··· Trecho do documento
Hoje, na série A do Campeonato Brasileiro, só quatro ou seis equipes, se eu não me engano, não tenho psicólogo na sua comissão técnica. A falta desse profissional não vai fazer o clube deixar de ganhar ou perder jogo. A questão não é essa. A importância da segurança psicológica que precisa ser colocada no primeiro plano. Essa segurança psicológica vem do meio ambiente. Se eu tenho um ambiente que ele proporciona, Acolher que ele proporciona, o sujeito se sentir relativo ao local, onde ele pode colocar suas ideias, saber que não tem julgamento ou pelo menos não tem tanto julgamento dentro daquele grupo, daquele lugar que ele está . Essa segurança psicológica dá a ele saúde mental. O psicólogo do esporte, no caso, ele está atento a esses detalhes e vai meio que monitorando esse ambiente, conversando com o treinador, conversando com o staff, conversando com o preparador físico e vai tentando ajustar algumas situações. Então, assim, acho que a importância é fundamental nesse trabalho conjunto, porém o psicólogo não faz nada sozinho. Hoje, se você não tiver um trabalho conjunto com fisiologista, com médico, com preparador físico, com a fisioterapia, com o servente, com o massagista, ou seja, todas essas pessoas importam nesse ambiente. E eu acho que assim, o psicólogo do esporte está sempre muito atento a essa questão da segurança psicológica. Para você ter uma ideia, no ciclo olímpico de Londres, em 2012, eram 8 psicólogos do esporte para quatro e poucos atletas. No nosso ciclo olímpico aqui no Rio de Janeiro, e no ciclo seguinte. Em Tóquio, já eram 33 psicólogos do esporte para trabalhar com os mesmos 200 e poucos atletas. Então, esse profissional é mais um elo dentro dessa cadeia de pessoas que estão ali para oferecer aos atletas as ferramentas, oferecer aos atletas os melhores momentos possíveis e quando a coisa não vai bem, sim, ajudando na solução de problemas. O foco na solução de problemas é uma das principais características da profissão da psicologia do esporte.
De forma infundada, muitos pautaram o Botafogo, o Campeonato Brasileiro e a Taça Libertadores, como um tempo de “parte mental briga”, mesmo vencendo seus rivais diretos, de forma imponente. Ainda que os elencos de futebol sejam heterogêneos, será possível enumerar alguns fatores que apontam para que um dia tenha uma parte mental forte ou fraca?
······
··· Material de apoio
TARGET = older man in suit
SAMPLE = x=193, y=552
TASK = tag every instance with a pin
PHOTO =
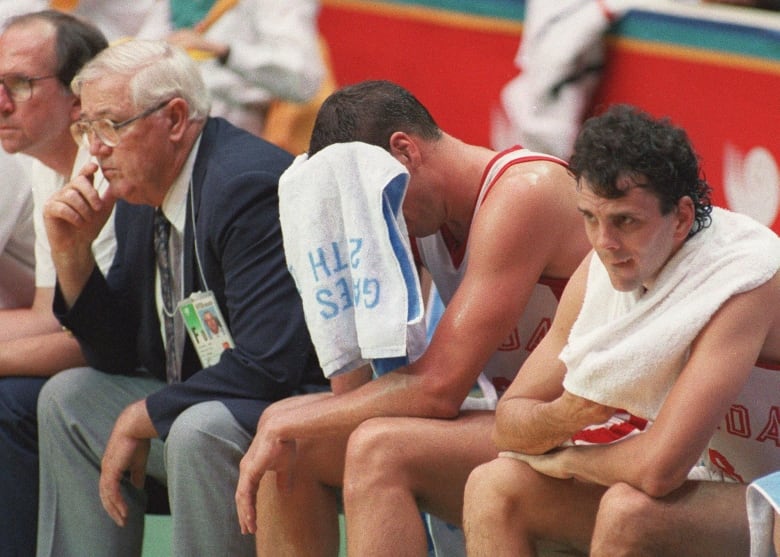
······
Tarefas:
1. Traduza para o inglês esta frase do trecho sobre psicologia do esporte: "O foco na solução de problemas é uma das principais características da profissão da psicologia do esporte."
2. Prossiga com o trecho sobre psicologia do esporte, começando logo após a última frase apresentada.
O material não tem relação com o trecho sobre psicologia do esporte.

Respostas:
1. The focus on problem-solving is one of the main characteristics of the sport psychology profession.

2.
O que eu posso falar é pelo Botafogo. O Botafogo, pelo seu histórico dos últimos anos, deixou muitas pessoas com dúvidas sobre como seria a atuação dele no campeonato, principalmente no campeonato de 2023, a gente não pode deixar de falar disso. Mas quando a gente consegue modificar a mentalidade interna e mostrar isso para o externo, para fora, para as pessoas que acompanham o futebol, você observa que essa mentalidade, ela fica meio que contagiante. Isso a gente chama de contágio emocional, que na realidade foi até minha tese de doutorado: contágio emocional em equipes de esportes coletivos. Então esse contágio emocional, ele vai meio que pegando cada pessoa e vai replicando para as outras pessoas. Então, cada vez que tenho mais confiança naquilo que estou observando, naquilo que estou torcendo, vai crescendo a minha expectativa. E quanto maior a expectativa, maior tem que ser o resultado. Então, naturalmente, eu acredito que os atletas, juntamente com o staff do futebol, com o corporativo do clube, com hoje, com toda a profissionalização que tem o Botafogo, contribuíram para mudar essa mentalidade. Esse sempre foi o objetivo que eu persegui. Eu acho que hoje a gente já consegue ter um caminho um pouco melhor nessa relação entre Torcedor e Time, Torcedor e Botafogo.